== Data for the task ==
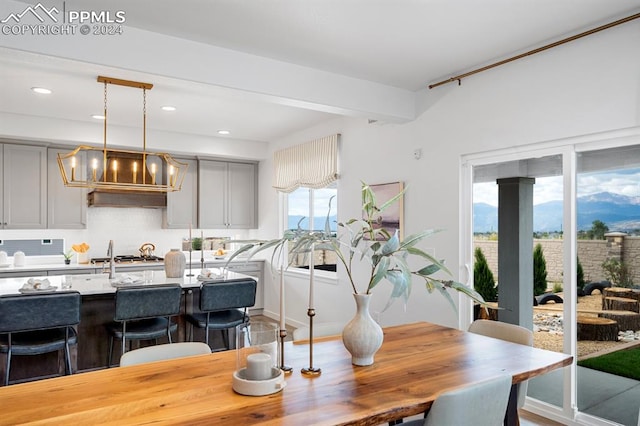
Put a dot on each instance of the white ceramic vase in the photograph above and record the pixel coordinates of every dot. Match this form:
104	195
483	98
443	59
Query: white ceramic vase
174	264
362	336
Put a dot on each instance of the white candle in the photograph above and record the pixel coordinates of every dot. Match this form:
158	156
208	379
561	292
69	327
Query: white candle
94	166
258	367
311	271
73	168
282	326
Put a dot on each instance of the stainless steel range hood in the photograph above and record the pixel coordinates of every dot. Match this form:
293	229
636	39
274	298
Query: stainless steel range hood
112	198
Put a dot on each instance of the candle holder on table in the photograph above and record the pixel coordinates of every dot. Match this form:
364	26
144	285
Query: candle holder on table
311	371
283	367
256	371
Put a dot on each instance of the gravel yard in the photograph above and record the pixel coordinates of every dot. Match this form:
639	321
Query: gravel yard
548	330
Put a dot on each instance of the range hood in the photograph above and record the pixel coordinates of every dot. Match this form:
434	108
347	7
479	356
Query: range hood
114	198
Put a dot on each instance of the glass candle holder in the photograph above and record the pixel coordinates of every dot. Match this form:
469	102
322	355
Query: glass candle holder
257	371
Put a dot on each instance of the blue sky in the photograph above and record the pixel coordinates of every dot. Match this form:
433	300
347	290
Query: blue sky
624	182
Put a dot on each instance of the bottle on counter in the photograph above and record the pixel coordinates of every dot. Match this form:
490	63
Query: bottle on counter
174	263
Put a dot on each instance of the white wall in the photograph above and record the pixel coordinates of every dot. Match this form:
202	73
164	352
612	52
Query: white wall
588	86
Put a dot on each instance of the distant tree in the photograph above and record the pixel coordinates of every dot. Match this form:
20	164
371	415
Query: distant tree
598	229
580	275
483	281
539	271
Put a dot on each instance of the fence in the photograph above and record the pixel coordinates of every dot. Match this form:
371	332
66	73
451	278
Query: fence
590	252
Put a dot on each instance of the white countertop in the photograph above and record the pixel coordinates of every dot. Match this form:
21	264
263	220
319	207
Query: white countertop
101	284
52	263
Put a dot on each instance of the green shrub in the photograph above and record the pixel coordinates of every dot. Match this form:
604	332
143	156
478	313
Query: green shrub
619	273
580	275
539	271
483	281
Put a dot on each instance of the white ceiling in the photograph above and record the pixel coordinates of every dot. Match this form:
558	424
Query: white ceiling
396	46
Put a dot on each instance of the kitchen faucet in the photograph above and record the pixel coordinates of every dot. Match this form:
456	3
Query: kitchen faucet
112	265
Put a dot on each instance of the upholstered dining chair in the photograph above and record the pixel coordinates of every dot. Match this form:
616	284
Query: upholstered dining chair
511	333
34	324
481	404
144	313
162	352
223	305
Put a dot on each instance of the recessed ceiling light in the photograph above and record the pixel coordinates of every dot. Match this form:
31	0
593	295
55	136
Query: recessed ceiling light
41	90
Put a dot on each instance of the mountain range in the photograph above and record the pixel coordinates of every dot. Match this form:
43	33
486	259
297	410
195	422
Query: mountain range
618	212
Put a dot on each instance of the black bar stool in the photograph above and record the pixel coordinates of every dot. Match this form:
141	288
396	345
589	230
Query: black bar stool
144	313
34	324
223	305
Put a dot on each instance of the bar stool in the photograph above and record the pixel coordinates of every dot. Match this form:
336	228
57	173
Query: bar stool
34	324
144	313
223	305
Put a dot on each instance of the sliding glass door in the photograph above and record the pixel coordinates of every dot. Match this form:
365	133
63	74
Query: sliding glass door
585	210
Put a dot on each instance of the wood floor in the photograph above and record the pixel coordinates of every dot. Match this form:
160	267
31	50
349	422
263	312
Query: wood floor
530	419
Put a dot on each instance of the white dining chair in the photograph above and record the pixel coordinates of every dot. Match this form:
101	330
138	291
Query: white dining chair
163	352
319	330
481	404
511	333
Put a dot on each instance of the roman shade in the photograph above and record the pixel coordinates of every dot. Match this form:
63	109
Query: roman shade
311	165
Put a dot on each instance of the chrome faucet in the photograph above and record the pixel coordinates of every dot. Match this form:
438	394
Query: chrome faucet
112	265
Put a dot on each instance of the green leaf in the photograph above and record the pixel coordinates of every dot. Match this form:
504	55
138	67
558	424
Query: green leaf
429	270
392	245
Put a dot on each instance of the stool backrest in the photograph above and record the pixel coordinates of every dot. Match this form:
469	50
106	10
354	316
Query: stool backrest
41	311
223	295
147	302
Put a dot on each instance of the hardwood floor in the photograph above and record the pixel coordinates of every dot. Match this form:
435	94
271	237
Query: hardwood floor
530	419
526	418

== Given instruction ==
Take the line with "Put a dot on each instance of the white dining" and all lines after it through the end of the records, and write them out exactly; include nothing else.

== Result ==
Put a dot on each instance of the white dining chair in the photograph above and record the pixel coordinates of every dot. Match this form:
101	330
138	291
Query: white dining chair
163	352
319	330
481	404
511	333
Put a dot on each instance of the roman shade in the photograph above and record the pixel coordinates of every dot. Match this form:
63	109
Query: roman shade
311	165
Put a dot on each instance of the chrome faucet in the photograph above and record the pixel coordinates of every dot. Match this form:
438	394
Query: chrome faucet
112	265
Put a dot on each instance of the green leaf in the photograph above and record the pixel coordinates of every dot. Match this form:
504	55
138	67
558	424
Query: green leaf
429	270
392	245
Put a dot on each instance of the stool backrest in the photograph above and record the pixel coordinates of every dot. Match this form:
469	50
106	10
354	316
Query: stool backrest
41	311
223	295
147	302
Put a dot on each instance of the hardwood floor in the photograph above and record the pixel coordinates of every dot. Match this form:
435	94
271	237
Query: hardwood floor
530	419
526	418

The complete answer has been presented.